Exactly reproduce the lines from the line containing "We need bounding boxes for back" to the end of the data below, inclusive, and nothing else.

[[ Material supplied, beginning ]]

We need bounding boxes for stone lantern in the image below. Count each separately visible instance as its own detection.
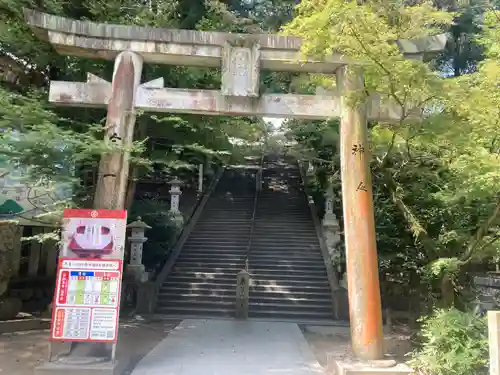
[169,178,182,213]
[126,217,151,282]
[306,161,315,177]
[322,184,342,272]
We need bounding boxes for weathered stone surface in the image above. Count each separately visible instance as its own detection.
[0,222,22,297]
[93,50,143,210]
[0,297,22,320]
[35,361,117,375]
[474,274,500,313]
[221,43,260,97]
[332,359,414,375]
[50,79,410,121]
[24,9,446,72]
[18,288,34,301]
[0,317,50,333]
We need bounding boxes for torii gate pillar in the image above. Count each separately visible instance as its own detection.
[337,66,383,360]
[94,51,143,210]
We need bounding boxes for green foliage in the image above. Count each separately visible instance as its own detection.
[129,199,184,271]
[283,0,500,309]
[410,308,488,375]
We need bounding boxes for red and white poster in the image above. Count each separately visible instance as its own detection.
[50,209,127,343]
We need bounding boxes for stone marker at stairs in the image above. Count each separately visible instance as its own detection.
[235,270,250,319]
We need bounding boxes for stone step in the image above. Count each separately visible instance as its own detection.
[158,293,332,309]
[156,306,235,318]
[179,248,248,254]
[166,274,238,284]
[157,298,234,310]
[252,220,314,225]
[172,265,243,273]
[248,271,328,280]
[248,262,327,271]
[187,234,251,240]
[194,219,252,224]
[186,237,318,244]
[176,254,247,262]
[252,225,316,232]
[194,223,252,228]
[250,235,320,242]
[249,299,332,311]
[158,293,235,304]
[163,277,329,290]
[159,287,236,297]
[178,253,324,263]
[184,240,249,246]
[172,264,327,276]
[248,309,334,321]
[250,289,332,300]
[251,280,330,290]
[169,268,327,280]
[162,280,237,289]
[190,231,251,237]
[181,245,248,251]
[249,240,321,246]
[159,286,332,300]
[182,243,321,251]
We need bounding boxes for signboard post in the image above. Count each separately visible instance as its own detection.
[44,208,127,372]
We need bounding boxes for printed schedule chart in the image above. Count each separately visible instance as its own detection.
[51,259,122,342]
[59,270,120,307]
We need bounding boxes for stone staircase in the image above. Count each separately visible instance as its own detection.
[248,157,334,321]
[157,157,336,322]
[156,165,256,317]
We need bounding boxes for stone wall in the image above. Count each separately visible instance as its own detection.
[0,224,58,320]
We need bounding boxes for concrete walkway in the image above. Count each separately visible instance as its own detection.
[131,319,326,375]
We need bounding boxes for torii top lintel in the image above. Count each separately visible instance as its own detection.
[23,9,446,73]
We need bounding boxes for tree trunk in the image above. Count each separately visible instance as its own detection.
[440,272,455,308]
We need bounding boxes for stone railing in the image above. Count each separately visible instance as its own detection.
[130,166,224,314]
[297,161,349,320]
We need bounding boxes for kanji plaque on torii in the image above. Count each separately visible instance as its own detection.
[24,8,446,368]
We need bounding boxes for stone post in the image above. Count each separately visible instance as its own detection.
[236,270,250,319]
[126,217,151,282]
[198,164,203,195]
[490,311,500,375]
[337,65,384,361]
[169,178,182,213]
[94,50,143,210]
[256,168,263,192]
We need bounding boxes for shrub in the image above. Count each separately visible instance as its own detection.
[409,308,488,375]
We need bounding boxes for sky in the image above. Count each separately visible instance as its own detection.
[263,117,284,130]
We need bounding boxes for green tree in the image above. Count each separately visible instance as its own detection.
[283,0,500,309]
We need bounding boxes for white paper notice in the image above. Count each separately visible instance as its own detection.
[89,308,118,341]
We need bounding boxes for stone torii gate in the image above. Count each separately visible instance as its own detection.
[24,9,445,363]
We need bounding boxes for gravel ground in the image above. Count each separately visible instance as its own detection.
[0,317,179,375]
[302,325,414,374]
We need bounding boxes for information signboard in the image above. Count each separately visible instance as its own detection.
[50,209,127,343]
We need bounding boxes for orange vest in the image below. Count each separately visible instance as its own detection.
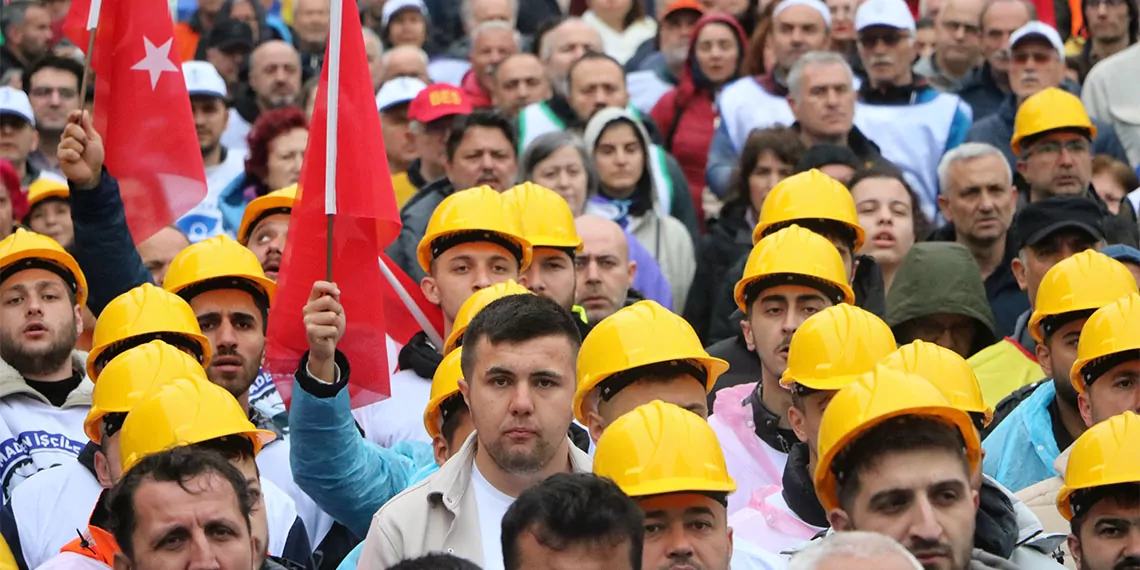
[60,526,119,566]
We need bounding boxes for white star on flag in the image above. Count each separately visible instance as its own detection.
[131,37,179,90]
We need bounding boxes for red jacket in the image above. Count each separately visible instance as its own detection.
[650,14,746,230]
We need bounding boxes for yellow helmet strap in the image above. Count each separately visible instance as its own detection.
[430,230,524,269]
[0,258,80,300]
[598,360,707,403]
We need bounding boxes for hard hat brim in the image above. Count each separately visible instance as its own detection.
[238,194,295,245]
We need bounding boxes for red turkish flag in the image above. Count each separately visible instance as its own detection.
[265,0,405,409]
[64,0,207,244]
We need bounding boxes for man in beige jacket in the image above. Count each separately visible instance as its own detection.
[358,293,593,570]
[1017,293,1140,556]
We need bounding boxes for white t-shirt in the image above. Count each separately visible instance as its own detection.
[471,465,515,570]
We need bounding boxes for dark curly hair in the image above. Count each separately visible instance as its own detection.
[724,126,805,207]
[244,107,307,194]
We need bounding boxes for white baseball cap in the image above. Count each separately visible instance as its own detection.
[376,77,428,112]
[382,0,429,28]
[183,61,228,99]
[1009,21,1065,60]
[0,87,35,127]
[855,0,917,33]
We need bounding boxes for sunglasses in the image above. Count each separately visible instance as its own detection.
[858,32,908,48]
[1011,51,1057,64]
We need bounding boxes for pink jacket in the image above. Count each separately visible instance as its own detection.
[729,485,825,559]
[708,383,789,514]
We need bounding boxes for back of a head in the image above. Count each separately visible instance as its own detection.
[501,472,644,570]
[789,532,923,570]
[387,554,483,570]
[459,294,582,378]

[[ Material supplied, end ]]

Task solution
We need bounding boxes for back of a head in the image above. Count each separately visible instance as its own detection.
[501,472,644,570]
[789,532,923,570]
[387,554,483,570]
[459,294,582,378]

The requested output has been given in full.